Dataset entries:
○ ○ ○ ○
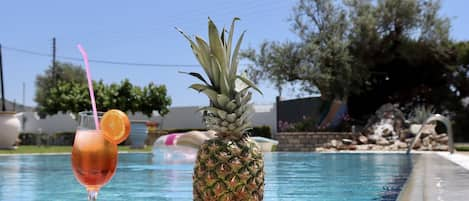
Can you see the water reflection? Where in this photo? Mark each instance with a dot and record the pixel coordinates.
(16, 183)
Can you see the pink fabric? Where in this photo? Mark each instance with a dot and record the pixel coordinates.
(170, 139)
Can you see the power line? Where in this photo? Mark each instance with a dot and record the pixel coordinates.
(24, 51)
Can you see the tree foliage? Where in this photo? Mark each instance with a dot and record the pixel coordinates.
(71, 94)
(371, 53)
(349, 47)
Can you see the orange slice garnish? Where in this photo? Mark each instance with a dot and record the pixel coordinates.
(116, 126)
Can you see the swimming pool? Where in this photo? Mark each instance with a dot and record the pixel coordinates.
(289, 176)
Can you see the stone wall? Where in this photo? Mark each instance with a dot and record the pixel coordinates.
(308, 141)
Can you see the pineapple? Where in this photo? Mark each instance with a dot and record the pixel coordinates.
(229, 166)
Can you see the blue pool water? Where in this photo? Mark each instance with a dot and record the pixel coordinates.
(289, 176)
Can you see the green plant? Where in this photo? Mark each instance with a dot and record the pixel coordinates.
(64, 138)
(74, 97)
(221, 161)
(261, 131)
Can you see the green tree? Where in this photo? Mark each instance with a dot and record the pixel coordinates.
(353, 46)
(73, 96)
(46, 84)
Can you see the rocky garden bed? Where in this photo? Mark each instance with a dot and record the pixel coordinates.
(389, 131)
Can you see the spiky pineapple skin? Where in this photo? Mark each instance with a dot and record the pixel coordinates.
(229, 170)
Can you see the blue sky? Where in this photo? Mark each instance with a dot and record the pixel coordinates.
(143, 32)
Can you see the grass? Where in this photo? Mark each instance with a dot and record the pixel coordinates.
(33, 149)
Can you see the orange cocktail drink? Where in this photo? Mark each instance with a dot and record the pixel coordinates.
(94, 159)
(94, 154)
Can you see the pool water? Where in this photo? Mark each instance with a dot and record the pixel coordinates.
(289, 176)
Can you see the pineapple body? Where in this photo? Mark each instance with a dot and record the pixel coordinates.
(229, 167)
(228, 170)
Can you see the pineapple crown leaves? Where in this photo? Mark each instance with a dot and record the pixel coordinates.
(219, 62)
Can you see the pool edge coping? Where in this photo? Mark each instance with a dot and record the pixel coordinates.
(67, 153)
(413, 187)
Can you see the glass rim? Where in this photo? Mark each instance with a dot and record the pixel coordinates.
(90, 113)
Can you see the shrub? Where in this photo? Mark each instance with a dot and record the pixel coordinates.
(64, 138)
(261, 131)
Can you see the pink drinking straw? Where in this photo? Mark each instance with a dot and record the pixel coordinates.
(90, 85)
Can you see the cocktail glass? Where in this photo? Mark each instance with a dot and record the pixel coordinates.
(94, 159)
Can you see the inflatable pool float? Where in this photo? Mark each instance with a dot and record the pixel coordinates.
(177, 148)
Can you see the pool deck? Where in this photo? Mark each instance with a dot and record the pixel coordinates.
(438, 176)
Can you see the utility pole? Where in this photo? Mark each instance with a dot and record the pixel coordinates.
(24, 96)
(1, 77)
(54, 72)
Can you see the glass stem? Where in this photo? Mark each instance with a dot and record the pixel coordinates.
(92, 195)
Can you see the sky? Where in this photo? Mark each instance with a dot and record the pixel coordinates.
(143, 32)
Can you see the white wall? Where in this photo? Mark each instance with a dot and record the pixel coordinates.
(178, 117)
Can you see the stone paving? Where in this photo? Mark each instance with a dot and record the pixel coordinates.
(438, 177)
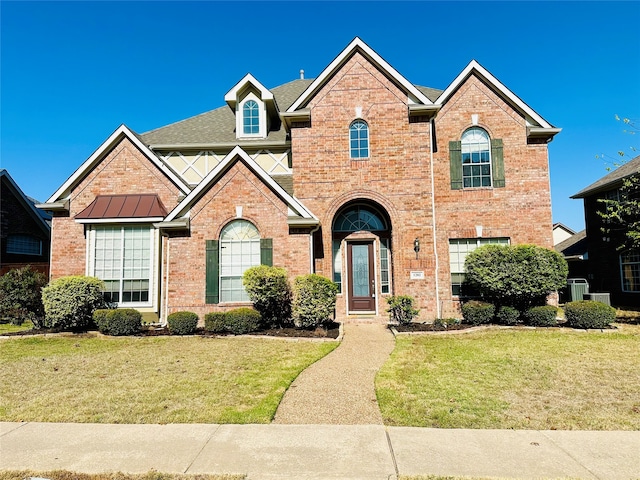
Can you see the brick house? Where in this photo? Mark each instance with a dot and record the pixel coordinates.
(608, 269)
(24, 230)
(358, 175)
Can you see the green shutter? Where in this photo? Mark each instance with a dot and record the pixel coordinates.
(455, 159)
(266, 251)
(212, 293)
(497, 163)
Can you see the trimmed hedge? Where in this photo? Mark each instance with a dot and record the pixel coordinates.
(237, 321)
(589, 314)
(314, 300)
(401, 309)
(69, 302)
(21, 296)
(507, 315)
(242, 320)
(543, 316)
(477, 313)
(118, 322)
(182, 323)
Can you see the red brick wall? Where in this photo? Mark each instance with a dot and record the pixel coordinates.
(397, 176)
(216, 208)
(124, 170)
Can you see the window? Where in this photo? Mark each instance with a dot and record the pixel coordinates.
(458, 251)
(630, 271)
(239, 250)
(122, 259)
(251, 118)
(476, 158)
(24, 245)
(359, 139)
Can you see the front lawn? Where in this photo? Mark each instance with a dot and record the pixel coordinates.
(90, 378)
(521, 379)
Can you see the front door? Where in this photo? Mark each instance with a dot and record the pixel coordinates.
(361, 278)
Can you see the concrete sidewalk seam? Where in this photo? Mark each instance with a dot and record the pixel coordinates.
(202, 449)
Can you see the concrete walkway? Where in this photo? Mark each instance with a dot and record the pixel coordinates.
(287, 452)
(339, 388)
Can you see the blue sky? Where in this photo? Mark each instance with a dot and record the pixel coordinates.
(72, 72)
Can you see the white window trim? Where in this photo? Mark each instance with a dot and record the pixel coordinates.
(154, 239)
(262, 131)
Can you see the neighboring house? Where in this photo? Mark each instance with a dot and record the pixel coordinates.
(358, 175)
(25, 232)
(561, 233)
(609, 269)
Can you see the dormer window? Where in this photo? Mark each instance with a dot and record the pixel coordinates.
(251, 118)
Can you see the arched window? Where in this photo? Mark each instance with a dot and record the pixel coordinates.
(359, 139)
(239, 250)
(476, 158)
(251, 118)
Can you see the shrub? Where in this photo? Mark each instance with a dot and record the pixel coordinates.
(401, 309)
(477, 313)
(543, 316)
(122, 321)
(182, 323)
(268, 288)
(314, 300)
(21, 296)
(69, 302)
(520, 276)
(242, 320)
(507, 315)
(589, 314)
(215, 322)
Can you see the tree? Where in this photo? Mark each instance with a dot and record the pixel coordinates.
(621, 212)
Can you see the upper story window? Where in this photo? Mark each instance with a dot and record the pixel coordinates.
(251, 118)
(476, 158)
(24, 245)
(359, 139)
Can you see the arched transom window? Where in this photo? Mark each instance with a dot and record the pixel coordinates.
(476, 158)
(251, 118)
(359, 139)
(239, 250)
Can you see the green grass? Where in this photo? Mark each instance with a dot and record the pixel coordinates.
(522, 379)
(89, 378)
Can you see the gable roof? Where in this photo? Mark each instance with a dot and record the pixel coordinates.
(612, 180)
(216, 128)
(121, 132)
(357, 45)
(299, 214)
(474, 68)
(39, 217)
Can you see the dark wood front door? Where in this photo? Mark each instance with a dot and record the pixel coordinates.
(361, 277)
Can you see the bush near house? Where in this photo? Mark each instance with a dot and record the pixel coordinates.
(21, 296)
(118, 322)
(269, 290)
(314, 300)
(589, 314)
(542, 316)
(69, 302)
(401, 309)
(182, 323)
(519, 276)
(476, 312)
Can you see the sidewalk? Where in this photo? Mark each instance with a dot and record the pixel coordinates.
(287, 452)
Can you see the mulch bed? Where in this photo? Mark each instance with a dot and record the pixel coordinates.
(332, 331)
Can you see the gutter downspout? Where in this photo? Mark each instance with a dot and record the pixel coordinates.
(433, 219)
(311, 259)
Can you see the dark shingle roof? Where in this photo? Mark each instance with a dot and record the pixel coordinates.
(218, 126)
(612, 180)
○ ○ ○ ○
• _Given problem_
Transcribe the records above verbatim. Do not carry over any picture.

• _Result_
Can you see the water reflection? Where in this photo? Mark each instance with a dot and record the pixel coordinates.
(16, 183)
Can you see the pink fabric? Where in this photo? Mark each instance with a dot and record the pixel coordinates.
(170, 139)
Can you see the power line? Where in this photo? Mark each instance with a dot and record the pixel coordinates.
(24, 51)
Can you see the tree foliage? Where in this photo? Mark each instance with a dot and record the pixel coordinates.
(71, 94)
(371, 53)
(349, 47)
Can you see the orange slice garnish? Where in this photo? Mark each instance with a dot and record the pixel coordinates.
(116, 126)
Can you see the swimming pool? Where in this photo? Mark each instance with a dot and record the pixel coordinates.
(289, 176)
Can you see the stone wall? Where in this photo? Mark each instance with a dot and record the pixel coordinates.
(308, 141)
Can you see the pineapple? Where in this photo? Mark each instance with a dot and record the pixel coordinates.
(229, 166)
Can you see the blue pool water? Where in this photo? Mark each instance with a dot and record the pixel coordinates.
(289, 176)
Can you see the green plant? Where in this photo? Mark each instance with a dot and record the pixel coordinates.
(64, 138)
(74, 97)
(221, 161)
(261, 131)
Can you see the green tree? Where in this photo? Mark each instance with a dot and record the pixel coordinates.
(353, 46)
(73, 96)
(46, 84)
Can you see the rocky garden bed? Where in this photo? Mark each instance with a dot and record the pixel coordinates.
(389, 131)
Can you see the spiky pineapple skin? Where in this photo? Mark each instance with a dot and record the pixel coordinates.
(229, 170)
Can you see the blue sky? Where in this photo? Mark each instance with a dot and record the pixel coordinates.
(143, 32)
Can you see the grass? Where in this photo? Mark each instance with a dot and record the pixel coordinates.
(33, 149)
Can you see the orange cocktail drink? Where in this photo? Mark each instance with a dot and record the pixel coordinates.
(94, 159)
(94, 154)
Can you see the pool water? Where in this photo? Mark each instance with a dot and record the pixel coordinates.
(289, 176)
Can you see the pineapple body? Where in this photo? Mark each instance with a dot and record the pixel coordinates.
(229, 167)
(228, 170)
Can you see the pineapple crown leaves? Where in this photo? Mark each instance with a dot and record the pixel coordinates.
(219, 62)
Can you see the pool edge coping? Where in this photo? Mark each instance with a dot and record the pixel coordinates.
(67, 153)
(413, 187)
Can you see the glass rim? Where in this photo? Mark each instance with a dot and record the pixel coordinates.
(90, 113)
Can you see the shrub? Where in this photo? Mark each instance with a dot and record the pixel coordinates.
(64, 138)
(261, 131)
Can you see the pink drinking straw? Where in this photo? Mark each instance with a dot and record the pixel coordinates.
(90, 85)
Can you see the cocktail glass? Where in this photo? Mark each instance with a dot and record the pixel coordinates.
(94, 159)
Can you see the inflatable pool float? Where in this photo? Mark each instance with a dot and record the pixel coordinates.
(177, 148)
Can you see the pool deck? Where in this photo? Mark each instance with a dot and record the pixel coordinates.
(438, 176)
Can you see the utility pole? Where in this photo? Mark each instance with a dot and record the pixel coordinates.
(24, 96)
(1, 77)
(54, 72)
Can you see the glass stem? Where in this photo? Mark each instance with a dot and record the pixel coordinates.
(92, 195)
Can you see the sky? Where in this photo? Mark each instance with a dot and record the pixel coordinates.
(143, 32)
Can you see the white wall? Where in this photo? Mark each instance with a dot and record the pixel coordinates.
(178, 117)
Can you see the stone paving? Where in this photo? Mark each instance with a dot and record the pixel coordinates.
(438, 177)
Can you see the brick house? Where in this photo? Mark each instance with a dot and record the pixel coordinates.
(608, 269)
(24, 230)
(358, 175)
Can you see the green shutter? Where in this photo? Mark each instance with a dot and record the pixel coordinates.
(455, 159)
(266, 251)
(212, 293)
(497, 163)
Can you see the trimmed hedge? Where in this photo? Mark each instance with a dot and record the pixel coordinates.
(237, 321)
(589, 314)
(314, 300)
(401, 309)
(69, 302)
(21, 296)
(507, 315)
(242, 320)
(543, 316)
(477, 313)
(118, 322)
(182, 323)
Can you see the red brick wall? Where in this photo? Mark each instance with a dot and record the pixel coordinates.
(397, 176)
(216, 208)
(124, 170)
Can you see the window? Where in this photo? Mark each instance with a dot and record the pixel coordinates.
(458, 251)
(630, 271)
(239, 250)
(122, 259)
(251, 118)
(476, 158)
(24, 245)
(359, 139)
Can you see the front lawn? Where in this photo? Mark each instance with a dot and record the pixel coordinates.
(90, 378)
(521, 379)
Can you see the front door? Where in this photo? Mark each instance with a dot and record the pixel coordinates.
(361, 278)
Can you see the concrete sidewalk seam? Where in this photo? Mark each instance with a dot and record the pixel coordinates.
(202, 449)
Can you see the concrete walkway? Where in this photo? Mark each instance with a dot and record the pixel coordinates.
(287, 452)
(339, 388)
Can you see the blue sky? Where in this photo? Mark each instance with a dot and record the pixel coordinates.
(72, 72)
Can you see the white window trim? Where in this photo? Mark each instance with a dot and record the pixel coordinates.
(154, 239)
(262, 131)
Can you see the neighboring house? Where in this photo? Mark each instance with a dot and record the pixel coordinates.
(358, 175)
(25, 232)
(561, 233)
(609, 269)
Can you see the dormer window? Where in this photo? Mark each instance with a dot and record the pixel coordinates.
(251, 118)
Can you see the arched window? Where in this photo? Mark each instance with a dot and record the pixel coordinates.
(359, 139)
(239, 250)
(476, 158)
(251, 118)
Can you see the shrub? Where in this photo? Mark each instance with a dot and record the pixel coordinates.
(401, 309)
(477, 313)
(543, 316)
(122, 321)
(182, 323)
(268, 288)
(314, 300)
(21, 296)
(69, 302)
(520, 276)
(242, 320)
(507, 315)
(589, 314)
(215, 322)
Can you see the tree? Where in this photo? Mark each instance with a dot and record the pixel coordinates.
(621, 212)
Can you see the upper story window? Where in this photo? Mark each instance with a dot and record the pixel coordinates.
(251, 118)
(476, 158)
(24, 245)
(359, 139)
Can you see the arched transom window? Where in this photo? Mark each instance with a dot and record the pixel coordinates.
(476, 158)
(251, 118)
(359, 139)
(239, 250)
Can you see the green grass? Where in this photo? Mark each instance with a dot and record the pixel coordinates.
(522, 379)
(89, 378)
Can you see the gable roof? Where in this photo? Mark each instance with a dot and record the pixel coordinates.
(612, 180)
(216, 128)
(121, 132)
(357, 45)
(299, 214)
(474, 68)
(39, 217)
Can you see the dark wood front door? Where in this photo? Mark each instance with a dot and record the pixel coordinates.
(361, 277)
Can you see the bush near house? Where in this photo? Mark each instance with a dot and record the pixel coordinates.
(21, 296)
(118, 322)
(269, 290)
(314, 300)
(589, 314)
(542, 316)
(69, 302)
(401, 309)
(182, 323)
(519, 276)
(476, 312)
Can you see the sidewalk? Where in this photo? Mark each instance with a dot and record the pixel coordinates.
(287, 452)
Can you see the mulch bed? Where in this photo? Mark each instance with a dot and record the pixel coordinates.
(332, 331)
Can you see the gutter downspout? Where in this photo? Mark each instance with a dot and record the pixel coordinates.
(433, 219)
(311, 259)
Can you see the dark shingle roof? Where in this photo? Mark each instance with a dot and record the pixel coordinates.
(218, 126)
(612, 180)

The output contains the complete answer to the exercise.